• What the task requires
Quote all of the entries word for word.

• Recorded data
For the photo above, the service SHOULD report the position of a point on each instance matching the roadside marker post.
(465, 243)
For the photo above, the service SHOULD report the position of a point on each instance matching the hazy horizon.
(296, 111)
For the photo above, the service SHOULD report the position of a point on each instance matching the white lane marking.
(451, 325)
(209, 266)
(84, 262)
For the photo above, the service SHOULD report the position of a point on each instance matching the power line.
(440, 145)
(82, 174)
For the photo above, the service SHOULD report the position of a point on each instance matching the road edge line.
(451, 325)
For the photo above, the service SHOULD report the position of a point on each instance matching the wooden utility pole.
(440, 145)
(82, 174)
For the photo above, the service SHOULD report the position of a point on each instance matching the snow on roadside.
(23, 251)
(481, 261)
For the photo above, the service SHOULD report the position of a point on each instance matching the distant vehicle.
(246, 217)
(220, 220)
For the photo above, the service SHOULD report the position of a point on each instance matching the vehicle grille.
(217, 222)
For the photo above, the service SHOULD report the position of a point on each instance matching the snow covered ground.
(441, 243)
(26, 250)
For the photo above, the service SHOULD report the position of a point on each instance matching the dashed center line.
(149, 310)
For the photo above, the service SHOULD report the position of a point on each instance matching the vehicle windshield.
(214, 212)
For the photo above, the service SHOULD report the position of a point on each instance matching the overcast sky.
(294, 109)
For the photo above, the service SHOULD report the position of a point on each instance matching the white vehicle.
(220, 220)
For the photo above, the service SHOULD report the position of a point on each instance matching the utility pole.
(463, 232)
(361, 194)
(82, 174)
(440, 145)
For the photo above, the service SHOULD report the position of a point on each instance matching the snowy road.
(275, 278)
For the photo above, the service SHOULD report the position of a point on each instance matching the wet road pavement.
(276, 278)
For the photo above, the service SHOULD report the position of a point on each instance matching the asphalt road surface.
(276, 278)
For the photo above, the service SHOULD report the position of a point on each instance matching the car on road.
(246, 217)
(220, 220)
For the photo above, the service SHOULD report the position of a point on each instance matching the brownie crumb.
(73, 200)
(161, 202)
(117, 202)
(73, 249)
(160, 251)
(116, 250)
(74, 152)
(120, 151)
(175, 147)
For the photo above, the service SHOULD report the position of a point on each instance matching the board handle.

• Your response
For the photo above, the service SHOULD report the position of a point on each instance matching the roadside marker post.
(465, 243)
For the photo above, the service SHOULD report the position of a point on each instance matching the hazy horizon.
(296, 111)
For the photo above, the service SHOULD report the position of a point on each instance matching the white lane marking.
(451, 325)
(209, 266)
(84, 262)
For the photo above, the service SHOULD report the position of a point on each instance matching the power line.
(440, 145)
(82, 174)
For the photo above, the service SHOULD report the position of a point on each instance matching the road edge line.
(451, 325)
For the photo above, the service SHOULD report the position of a point on each instance matching the wooden utility pole.
(440, 145)
(82, 174)
For the photo above, the service SHOULD report the position of a point on each instance matching the snow on roadside.
(23, 251)
(481, 261)
For the photo above, the service SHOULD report the position of a point on each instance matching the distant vehicle.
(246, 217)
(220, 220)
For the photo above, the service SHOULD report the position of a point on each instance matching the vehicle grille.
(217, 222)
For the photo above, the service SHOULD report the position of a point on each instance matching the snow covered ground.
(441, 243)
(26, 250)
For the photo above, the service SHOULD report the position of a point on each instance matching the dashed center line.
(149, 310)
For the photo above, the service SHOULD report the position of a point on each instance matching the vehicle windshield.
(214, 212)
For the photo above, the service SHOULD report the position of a point on each instance matching the overcast sky.
(294, 109)
For the photo above, the service SHOULD report the position of a point on each instance matching the white vehicle.
(220, 220)
For the photo above, the service SHOULD report the position of a point on each instance matching the utility pole.
(463, 232)
(361, 194)
(82, 174)
(440, 145)
For the photo above, the service SHOULD report the position of a point on each instance matching the snowy road.
(275, 278)
For the photo above, the service SHOULD report the position of a point on each instance matching the wet road pavement.
(276, 278)
For the photo above, the service SHOULD report the position of a point on each instance matching the asphalt road surface.
(276, 278)
For the photo above, the service SHOULD report the position of a point on each instance matching the car on road.
(246, 217)
(220, 220)
For the photo above, the service SHOULD report the position of a point on each instance matching the brownie crumb.
(73, 200)
(161, 202)
(117, 202)
(73, 249)
(160, 251)
(116, 250)
(74, 152)
(120, 151)
(175, 147)
For the photo above, the service SHOULD report the position of a point on each instance matching the board handle.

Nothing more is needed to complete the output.